TASK GOAL -
Return the listing below line for line without changing anything, but drop the pictures.

== RAW RECORDS

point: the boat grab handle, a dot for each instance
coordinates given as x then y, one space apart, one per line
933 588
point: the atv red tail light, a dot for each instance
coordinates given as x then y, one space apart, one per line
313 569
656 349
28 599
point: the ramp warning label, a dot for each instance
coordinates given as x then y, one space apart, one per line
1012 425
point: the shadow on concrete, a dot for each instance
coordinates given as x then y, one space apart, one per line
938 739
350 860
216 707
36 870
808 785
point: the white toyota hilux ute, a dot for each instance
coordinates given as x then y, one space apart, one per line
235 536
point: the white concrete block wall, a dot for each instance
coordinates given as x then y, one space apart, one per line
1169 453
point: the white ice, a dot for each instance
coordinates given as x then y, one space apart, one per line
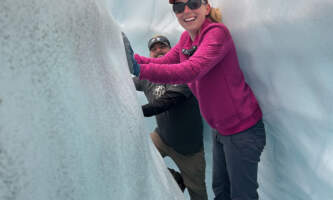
285 49
70 124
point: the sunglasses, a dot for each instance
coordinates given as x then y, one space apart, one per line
179 7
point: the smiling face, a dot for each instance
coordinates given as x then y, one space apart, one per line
192 20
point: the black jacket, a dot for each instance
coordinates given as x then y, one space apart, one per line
179 123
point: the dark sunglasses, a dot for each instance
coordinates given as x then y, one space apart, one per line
179 7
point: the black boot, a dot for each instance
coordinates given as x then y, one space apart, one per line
178 178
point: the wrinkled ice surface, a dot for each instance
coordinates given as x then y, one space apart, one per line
70 124
286 52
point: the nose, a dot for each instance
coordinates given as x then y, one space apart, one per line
186 9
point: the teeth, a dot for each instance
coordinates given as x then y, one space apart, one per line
189 19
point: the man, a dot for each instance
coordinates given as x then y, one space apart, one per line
179 126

====

RESULT FOR THIS TASK -
point: the boat grab handle, a dot for each instance
coordinates given as x then y, one space apart, one per line
933 588
point: the atv red tail light, a dot for each instance
coordinates given as x then y, one space apart, one per line
313 569
656 349
28 599
point: the ramp warning label, a dot for each instance
coordinates given as x then y, one space apart, one per line
1012 425
point: the shadow on concrete, a dot for each instance
coordinates given as x then y, one space apart, one per line
938 739
350 860
216 707
36 870
808 785
point: the white toyota hilux ute, a dot for each instance
coordinates given as x then y, one space apart, one per line
235 536
point: the white concrete block wall, a dot for each instance
coordinates given as x then y, one space apart, one per line
1169 453
point: the white ice, a dot for each instance
coordinates given as x then y, one space apart, one per line
285 49
70 124
point: the sunglasses, a dot for each instance
coordinates given as x then y, one space apart, one per line
179 7
point: the smiling face, a dot for each instance
coordinates given as x then y, one space apart, one per line
192 20
point: the black jacket, a dot for each instance
coordinates given as x then y, one space apart, one per line
179 123
point: the dark sunglasses, a dot for each instance
coordinates given as x then y, one space apart, one per line
179 7
point: the black boot, a dot for each instance
coordinates given as x then y, one space apart, one per line
178 178
point: the wrinkled ice surface, a dot for each instance
coordinates given as x then y, one space apart, one per line
70 124
286 52
point: the nose, a dot for each instance
coordinates given as x then y, one space apart, one per line
186 9
point: the teeth, a dot for each instance
coordinates given as x then y, one space apart, one per line
189 19
point: the man, a dot for each instance
coordinates given as x then y, one space apart, one per line
179 126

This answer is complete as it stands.